───── DATA EXCERPTS

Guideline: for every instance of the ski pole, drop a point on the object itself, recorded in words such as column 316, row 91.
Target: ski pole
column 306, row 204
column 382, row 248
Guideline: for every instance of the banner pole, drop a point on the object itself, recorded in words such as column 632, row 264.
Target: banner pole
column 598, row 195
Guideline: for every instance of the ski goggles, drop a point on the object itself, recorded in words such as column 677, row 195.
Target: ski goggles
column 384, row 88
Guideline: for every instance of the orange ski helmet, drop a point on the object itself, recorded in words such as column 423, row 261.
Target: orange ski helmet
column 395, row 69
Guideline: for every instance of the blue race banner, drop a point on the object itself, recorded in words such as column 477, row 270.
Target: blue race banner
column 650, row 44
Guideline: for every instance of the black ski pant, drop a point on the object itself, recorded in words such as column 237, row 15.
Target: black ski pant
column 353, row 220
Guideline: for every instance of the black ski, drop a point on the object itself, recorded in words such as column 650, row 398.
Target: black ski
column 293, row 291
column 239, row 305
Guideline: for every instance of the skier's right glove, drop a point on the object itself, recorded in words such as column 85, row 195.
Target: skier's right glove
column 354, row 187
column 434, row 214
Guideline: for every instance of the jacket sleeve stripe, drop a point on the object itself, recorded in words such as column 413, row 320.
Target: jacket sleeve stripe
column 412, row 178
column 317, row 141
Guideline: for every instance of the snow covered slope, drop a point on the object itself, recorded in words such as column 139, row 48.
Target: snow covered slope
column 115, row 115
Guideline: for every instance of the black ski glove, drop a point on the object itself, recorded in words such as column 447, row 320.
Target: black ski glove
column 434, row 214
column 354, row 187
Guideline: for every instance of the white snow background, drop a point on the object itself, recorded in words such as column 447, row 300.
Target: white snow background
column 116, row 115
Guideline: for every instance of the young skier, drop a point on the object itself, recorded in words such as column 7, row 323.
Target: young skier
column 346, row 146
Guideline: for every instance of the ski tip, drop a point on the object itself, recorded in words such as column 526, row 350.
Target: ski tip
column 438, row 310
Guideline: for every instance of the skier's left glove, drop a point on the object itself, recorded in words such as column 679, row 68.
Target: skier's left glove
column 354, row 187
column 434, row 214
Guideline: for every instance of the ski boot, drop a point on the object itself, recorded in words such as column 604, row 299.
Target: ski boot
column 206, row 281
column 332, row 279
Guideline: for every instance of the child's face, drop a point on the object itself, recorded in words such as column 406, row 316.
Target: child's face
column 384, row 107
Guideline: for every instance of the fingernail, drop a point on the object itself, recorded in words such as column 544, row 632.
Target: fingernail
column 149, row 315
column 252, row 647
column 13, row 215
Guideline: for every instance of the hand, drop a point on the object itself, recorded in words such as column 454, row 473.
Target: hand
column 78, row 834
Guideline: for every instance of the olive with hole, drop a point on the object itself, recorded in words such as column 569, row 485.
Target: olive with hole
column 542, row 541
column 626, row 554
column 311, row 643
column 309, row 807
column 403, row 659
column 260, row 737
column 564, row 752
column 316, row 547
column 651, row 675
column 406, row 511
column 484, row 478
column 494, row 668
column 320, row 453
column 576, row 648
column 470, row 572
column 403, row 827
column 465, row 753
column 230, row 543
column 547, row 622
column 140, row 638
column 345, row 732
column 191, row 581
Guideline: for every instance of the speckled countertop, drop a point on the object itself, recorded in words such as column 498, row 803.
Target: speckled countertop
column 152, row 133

──────────

The entries above must be output exactly, with every line preserved.

**TASK OUTPUT:**
Guideline: for every instance of the ski pole, drop a point on the object itself, recorded in words such as column 316, row 91.
Target: ski pole
column 306, row 204
column 382, row 248
Guideline: for every instance of the banner pole, drop a point on the object itself, recorded in words such as column 632, row 264.
Target: banner pole
column 598, row 195
Guideline: for every instance of the ski goggles, drop a point on the object itself, recorded in words such as column 677, row 195.
Target: ski goggles
column 384, row 88
Guideline: for every instance of the orange ski helmet, drop a point on the object itself, recorded in words such as column 423, row 261.
Target: orange ski helmet
column 395, row 69
Guideline: for every instance of the blue race banner, drop a point on the object itself, recorded in words such as column 477, row 270.
Target: blue race banner
column 650, row 44
Guideline: for every instance of the black ski pant, drop a point on the object itself, recorded in words such as column 237, row 15.
Target: black ski pant
column 353, row 220
Guideline: for every instance of the black ski, drop a point on the object itself, recorded in words such as column 650, row 398.
Target: black ski
column 293, row 291
column 239, row 305
Guideline: for every instance of the skier's right glove, drop a point on the object itself, recorded in words such as column 85, row 195.
Target: skier's right glove
column 354, row 187
column 434, row 214
Guideline: for every instance of the jacket sleeve stripe, drop a point on the object itself, recorded in words such as column 413, row 320.
Target: jacket sleeve stripe
column 412, row 178
column 317, row 141
Guideline: for every instance of the snow covered slope, drop a point on the object itself, recorded in words such as column 139, row 48.
Target: snow covered slope
column 115, row 115
Guideline: for every instance of the black ski glove, drop a point on the object itself, recorded in words such as column 447, row 320.
Target: black ski glove
column 434, row 214
column 354, row 187
Guideline: for every instance of the white snow background, drop a point on the object itself, recorded in words such as column 447, row 300.
Target: white snow background
column 116, row 115
Guideline: for every instance of the young skier, drop a point on the object itself, recorded in words such as column 7, row 323.
Target: young skier
column 346, row 146
Guideline: for every instance of the ski tip, drop a point on the object itself, recorded in words such as column 526, row 350.
Target: ski tip
column 438, row 310
Guideline: for every instance of the skier's left glove, drop a point on the object itself, recorded in words such as column 679, row 68.
Target: skier's left glove
column 354, row 187
column 434, row 214
Guideline: for every instance of the ski boot, drop a point on the object itself, recorded in words such as column 604, row 299.
Target: ski boot
column 206, row 281
column 332, row 279
Guideline: for every instance of the child's face, drop a point on the object itself, recorded in words such as column 406, row 316.
Target: child's face
column 384, row 107
Guideline: for every instance of the fingernail, drop a point on the object itself, recorded in words such as column 544, row 632.
Target: fingernail
column 149, row 315
column 252, row 647
column 13, row 215
Guideline: for every instance of the hand, drop a point on the object itself, recorded in words such as column 454, row 473.
Target: hand
column 78, row 834
Guideline: for every instance of the olive with hole, drop a point on the object itself, recorded in words such as column 569, row 485.
Target: olive with hole
column 542, row 541
column 626, row 554
column 311, row 643
column 309, row 807
column 403, row 659
column 260, row 737
column 564, row 752
column 316, row 547
column 651, row 675
column 406, row 511
column 484, row 478
column 494, row 668
column 320, row 453
column 576, row 648
column 470, row 572
column 403, row 827
column 465, row 753
column 230, row 543
column 547, row 622
column 140, row 638
column 345, row 732
column 191, row 581
Guideline: for every instance of the speckled countertop, drop a point on the object itself, recorded in words such as column 498, row 803.
Target: speckled countertop
column 152, row 133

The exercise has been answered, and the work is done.